*TASK BRIEF*.
Convert the data below into a JSON list of strings with one string per line, omitting blank lines. Begin at the line that contains "of the teeth?" and stop after the line that contains "118 192 L 118".

*RECORDS FOR THE TASK*.

—————

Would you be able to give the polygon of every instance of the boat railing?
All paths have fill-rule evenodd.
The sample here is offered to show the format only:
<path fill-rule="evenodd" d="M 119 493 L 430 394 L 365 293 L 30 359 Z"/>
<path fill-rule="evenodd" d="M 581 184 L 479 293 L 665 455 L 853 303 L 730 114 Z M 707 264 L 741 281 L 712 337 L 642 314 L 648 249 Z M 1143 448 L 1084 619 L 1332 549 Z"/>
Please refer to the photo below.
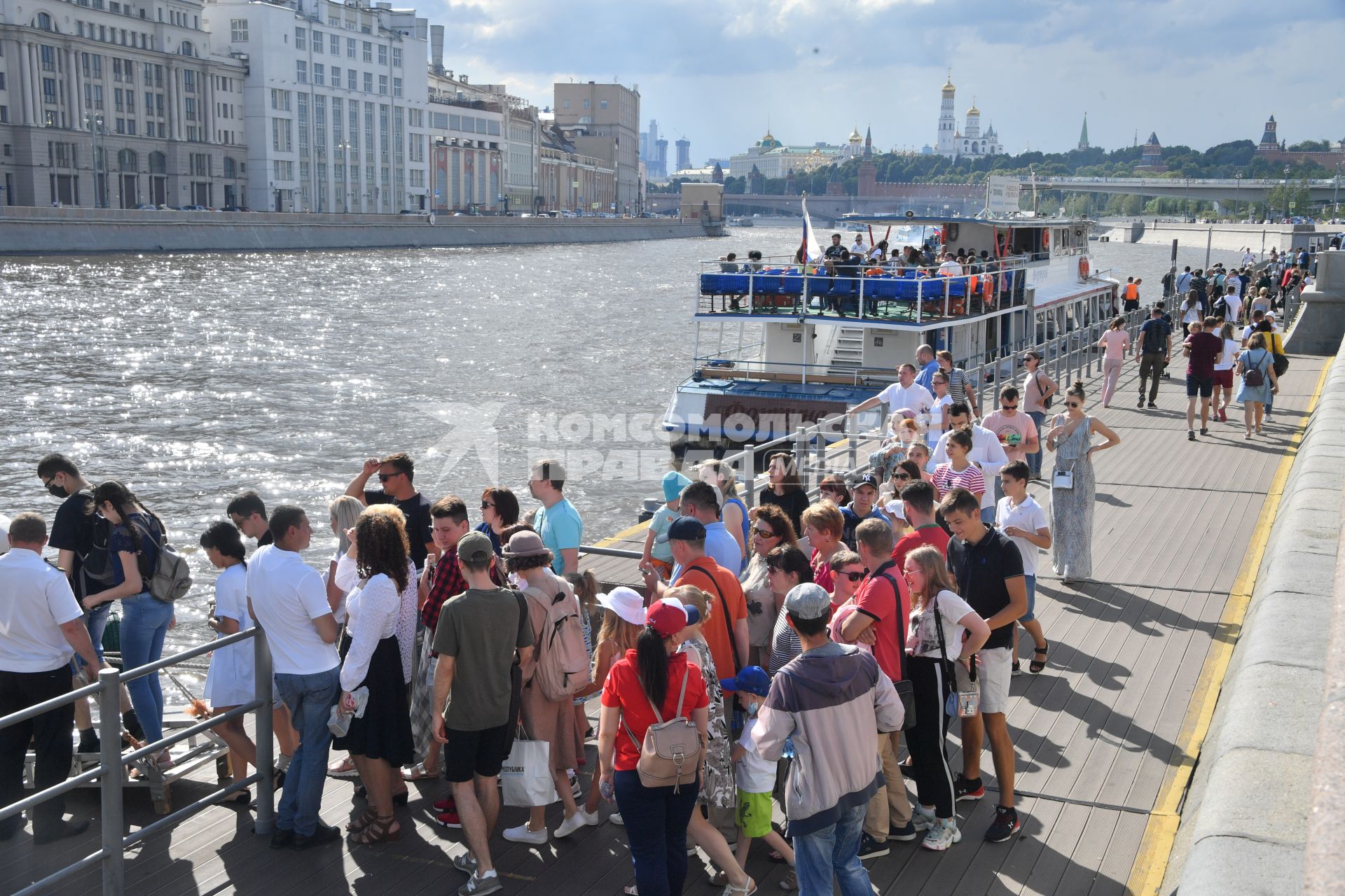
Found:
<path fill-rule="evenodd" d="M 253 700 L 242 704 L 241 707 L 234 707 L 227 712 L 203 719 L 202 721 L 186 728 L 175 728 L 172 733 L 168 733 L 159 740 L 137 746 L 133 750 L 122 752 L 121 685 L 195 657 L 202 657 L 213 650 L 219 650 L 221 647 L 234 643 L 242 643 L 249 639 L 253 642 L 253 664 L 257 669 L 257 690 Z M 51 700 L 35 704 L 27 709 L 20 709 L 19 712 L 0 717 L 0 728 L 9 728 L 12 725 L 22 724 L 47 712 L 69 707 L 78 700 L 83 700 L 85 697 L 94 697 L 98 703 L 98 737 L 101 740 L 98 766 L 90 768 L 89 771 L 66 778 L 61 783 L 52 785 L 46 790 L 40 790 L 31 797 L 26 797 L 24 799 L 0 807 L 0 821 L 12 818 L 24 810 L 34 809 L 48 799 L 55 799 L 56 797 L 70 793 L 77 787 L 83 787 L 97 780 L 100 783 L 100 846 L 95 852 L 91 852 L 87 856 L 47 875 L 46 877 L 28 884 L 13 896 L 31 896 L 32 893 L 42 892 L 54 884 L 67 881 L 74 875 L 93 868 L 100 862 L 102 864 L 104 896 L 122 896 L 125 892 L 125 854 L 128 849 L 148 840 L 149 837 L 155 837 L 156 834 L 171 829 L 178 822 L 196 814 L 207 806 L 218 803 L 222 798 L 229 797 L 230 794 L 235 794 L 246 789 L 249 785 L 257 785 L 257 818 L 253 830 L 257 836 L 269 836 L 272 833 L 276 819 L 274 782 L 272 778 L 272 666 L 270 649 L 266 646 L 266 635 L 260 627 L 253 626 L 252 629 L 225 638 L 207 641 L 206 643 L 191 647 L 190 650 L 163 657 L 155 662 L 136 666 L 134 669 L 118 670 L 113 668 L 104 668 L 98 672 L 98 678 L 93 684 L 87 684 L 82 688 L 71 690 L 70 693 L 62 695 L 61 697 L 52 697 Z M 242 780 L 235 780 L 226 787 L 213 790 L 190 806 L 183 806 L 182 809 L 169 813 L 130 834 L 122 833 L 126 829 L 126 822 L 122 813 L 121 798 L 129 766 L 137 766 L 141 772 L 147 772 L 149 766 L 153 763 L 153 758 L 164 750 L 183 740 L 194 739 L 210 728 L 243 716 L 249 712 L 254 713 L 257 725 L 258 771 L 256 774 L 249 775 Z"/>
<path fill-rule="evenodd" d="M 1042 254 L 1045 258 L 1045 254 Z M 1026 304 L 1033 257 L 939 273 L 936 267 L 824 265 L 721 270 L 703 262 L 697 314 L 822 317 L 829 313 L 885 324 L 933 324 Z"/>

—————

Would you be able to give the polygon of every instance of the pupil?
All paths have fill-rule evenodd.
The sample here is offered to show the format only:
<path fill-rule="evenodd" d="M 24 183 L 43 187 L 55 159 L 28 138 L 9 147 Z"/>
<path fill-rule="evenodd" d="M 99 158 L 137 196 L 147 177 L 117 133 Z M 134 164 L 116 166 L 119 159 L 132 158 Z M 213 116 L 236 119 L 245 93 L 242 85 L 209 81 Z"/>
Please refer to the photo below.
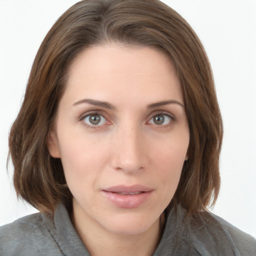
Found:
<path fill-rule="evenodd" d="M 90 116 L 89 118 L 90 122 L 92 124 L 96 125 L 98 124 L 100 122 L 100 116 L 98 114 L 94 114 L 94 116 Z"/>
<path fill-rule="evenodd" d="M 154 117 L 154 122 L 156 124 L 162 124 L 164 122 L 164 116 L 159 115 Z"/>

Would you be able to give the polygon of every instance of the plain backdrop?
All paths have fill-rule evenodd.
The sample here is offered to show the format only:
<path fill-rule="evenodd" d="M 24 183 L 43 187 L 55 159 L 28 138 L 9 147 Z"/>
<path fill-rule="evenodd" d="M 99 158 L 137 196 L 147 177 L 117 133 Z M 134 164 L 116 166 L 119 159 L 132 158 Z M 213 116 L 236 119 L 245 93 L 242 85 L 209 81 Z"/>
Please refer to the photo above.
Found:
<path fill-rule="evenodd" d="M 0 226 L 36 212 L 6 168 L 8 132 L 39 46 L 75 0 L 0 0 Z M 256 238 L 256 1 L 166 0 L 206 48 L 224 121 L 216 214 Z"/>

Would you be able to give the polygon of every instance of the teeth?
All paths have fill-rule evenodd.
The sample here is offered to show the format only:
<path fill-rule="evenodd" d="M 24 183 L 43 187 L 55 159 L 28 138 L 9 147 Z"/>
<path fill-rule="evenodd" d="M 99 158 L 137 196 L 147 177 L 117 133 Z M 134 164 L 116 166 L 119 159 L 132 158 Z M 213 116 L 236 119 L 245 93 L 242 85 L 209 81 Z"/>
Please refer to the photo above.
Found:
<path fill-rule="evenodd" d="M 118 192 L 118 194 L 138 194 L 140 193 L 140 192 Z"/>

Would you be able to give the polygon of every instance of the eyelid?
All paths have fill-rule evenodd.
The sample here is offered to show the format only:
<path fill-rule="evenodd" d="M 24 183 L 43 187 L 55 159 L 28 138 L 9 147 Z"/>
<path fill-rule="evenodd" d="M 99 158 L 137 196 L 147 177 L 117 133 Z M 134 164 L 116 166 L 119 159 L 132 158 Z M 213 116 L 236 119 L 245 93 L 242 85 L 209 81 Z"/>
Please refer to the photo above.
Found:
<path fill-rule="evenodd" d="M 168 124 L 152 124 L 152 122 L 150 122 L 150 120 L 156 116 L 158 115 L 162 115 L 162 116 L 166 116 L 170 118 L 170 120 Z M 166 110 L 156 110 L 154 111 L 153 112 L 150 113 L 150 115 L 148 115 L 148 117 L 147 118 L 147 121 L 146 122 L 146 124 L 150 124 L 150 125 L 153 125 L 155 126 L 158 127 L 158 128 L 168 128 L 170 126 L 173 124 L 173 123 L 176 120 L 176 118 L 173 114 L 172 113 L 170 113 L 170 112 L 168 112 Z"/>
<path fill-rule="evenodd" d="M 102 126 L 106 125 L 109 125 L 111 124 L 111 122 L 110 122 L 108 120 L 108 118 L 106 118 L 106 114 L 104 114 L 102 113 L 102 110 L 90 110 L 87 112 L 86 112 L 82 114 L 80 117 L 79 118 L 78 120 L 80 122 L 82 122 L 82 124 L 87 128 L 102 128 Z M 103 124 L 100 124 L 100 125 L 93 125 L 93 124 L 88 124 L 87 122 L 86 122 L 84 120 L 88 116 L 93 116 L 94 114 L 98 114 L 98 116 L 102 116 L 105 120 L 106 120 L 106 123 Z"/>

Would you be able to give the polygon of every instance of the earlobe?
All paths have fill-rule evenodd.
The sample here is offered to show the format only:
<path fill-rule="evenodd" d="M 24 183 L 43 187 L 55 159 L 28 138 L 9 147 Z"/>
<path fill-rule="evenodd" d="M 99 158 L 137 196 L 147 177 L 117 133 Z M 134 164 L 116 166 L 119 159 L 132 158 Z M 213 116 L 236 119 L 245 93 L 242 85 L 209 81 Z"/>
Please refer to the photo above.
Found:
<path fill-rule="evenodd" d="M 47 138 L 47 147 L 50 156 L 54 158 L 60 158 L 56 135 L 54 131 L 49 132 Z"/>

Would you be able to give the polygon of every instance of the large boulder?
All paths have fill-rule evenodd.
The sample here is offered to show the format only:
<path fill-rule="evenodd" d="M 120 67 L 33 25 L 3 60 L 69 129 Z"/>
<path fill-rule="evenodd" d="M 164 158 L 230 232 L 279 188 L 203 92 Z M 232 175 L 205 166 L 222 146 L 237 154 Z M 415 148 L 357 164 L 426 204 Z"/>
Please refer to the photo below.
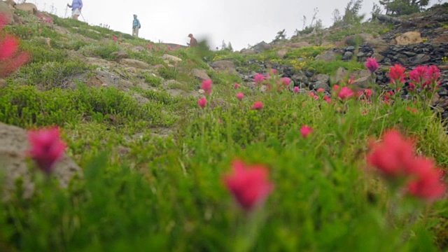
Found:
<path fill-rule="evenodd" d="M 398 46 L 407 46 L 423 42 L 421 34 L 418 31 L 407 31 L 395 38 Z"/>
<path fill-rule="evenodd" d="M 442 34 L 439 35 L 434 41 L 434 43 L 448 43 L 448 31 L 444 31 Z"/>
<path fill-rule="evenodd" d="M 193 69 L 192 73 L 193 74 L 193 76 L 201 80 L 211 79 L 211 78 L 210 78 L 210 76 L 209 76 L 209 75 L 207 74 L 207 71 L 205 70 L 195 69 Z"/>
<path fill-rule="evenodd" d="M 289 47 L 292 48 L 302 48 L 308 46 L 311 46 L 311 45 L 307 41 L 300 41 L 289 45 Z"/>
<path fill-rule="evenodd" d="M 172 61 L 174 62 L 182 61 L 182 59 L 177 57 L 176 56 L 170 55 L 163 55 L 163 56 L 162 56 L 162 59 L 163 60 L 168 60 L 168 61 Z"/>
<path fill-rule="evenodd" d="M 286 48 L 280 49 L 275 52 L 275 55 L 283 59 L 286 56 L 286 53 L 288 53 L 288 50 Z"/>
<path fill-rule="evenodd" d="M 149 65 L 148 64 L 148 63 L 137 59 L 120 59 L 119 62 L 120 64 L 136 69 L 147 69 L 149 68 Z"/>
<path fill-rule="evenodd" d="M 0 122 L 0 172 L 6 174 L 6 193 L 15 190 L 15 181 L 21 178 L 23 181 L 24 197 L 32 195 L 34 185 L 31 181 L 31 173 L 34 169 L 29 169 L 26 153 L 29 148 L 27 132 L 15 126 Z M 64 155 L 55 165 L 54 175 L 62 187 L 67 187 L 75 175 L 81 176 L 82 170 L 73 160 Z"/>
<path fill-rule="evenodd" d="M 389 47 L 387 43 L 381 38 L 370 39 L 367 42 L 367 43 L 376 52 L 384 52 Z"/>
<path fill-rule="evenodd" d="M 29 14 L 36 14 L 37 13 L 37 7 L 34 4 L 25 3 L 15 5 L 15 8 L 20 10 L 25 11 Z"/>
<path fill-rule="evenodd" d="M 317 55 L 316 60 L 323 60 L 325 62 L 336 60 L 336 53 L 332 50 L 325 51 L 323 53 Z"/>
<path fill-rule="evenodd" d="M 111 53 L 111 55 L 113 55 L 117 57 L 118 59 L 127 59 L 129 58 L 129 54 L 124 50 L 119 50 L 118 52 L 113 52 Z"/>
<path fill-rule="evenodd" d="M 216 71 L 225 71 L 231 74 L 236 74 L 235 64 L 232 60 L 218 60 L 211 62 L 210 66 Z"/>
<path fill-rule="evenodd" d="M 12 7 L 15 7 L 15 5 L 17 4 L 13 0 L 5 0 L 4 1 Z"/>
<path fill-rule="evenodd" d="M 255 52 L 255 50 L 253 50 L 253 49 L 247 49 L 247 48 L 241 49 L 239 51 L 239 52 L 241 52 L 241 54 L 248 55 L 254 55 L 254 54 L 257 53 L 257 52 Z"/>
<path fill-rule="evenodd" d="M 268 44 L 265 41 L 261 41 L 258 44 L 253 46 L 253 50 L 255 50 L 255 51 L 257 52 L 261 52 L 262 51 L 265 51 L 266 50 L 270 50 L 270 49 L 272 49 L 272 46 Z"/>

—————

*EXPECTED OUTPUT*.
[
  "Would you be able to give the polygon of every instance of the teeth?",
  "All paths have fill-rule evenodd.",
  "The sample here is offered to show the format only:",
  "<path fill-rule=\"evenodd\" d=\"M 24 183 L 43 187 L 55 159 L 28 138 L 9 147 Z\"/>",
  "<path fill-rule=\"evenodd\" d=\"M 99 158 L 137 196 L 147 177 L 117 133 Z M 134 164 L 116 166 L 119 159 L 132 158 Z M 213 116 L 236 119 L 245 93 L 242 85 L 209 81 Z\"/>",
  "Please refer to the photo above.",
  "Found:",
  "<path fill-rule=\"evenodd\" d=\"M 118 192 L 118 194 L 138 194 L 140 193 L 140 192 Z\"/>"
]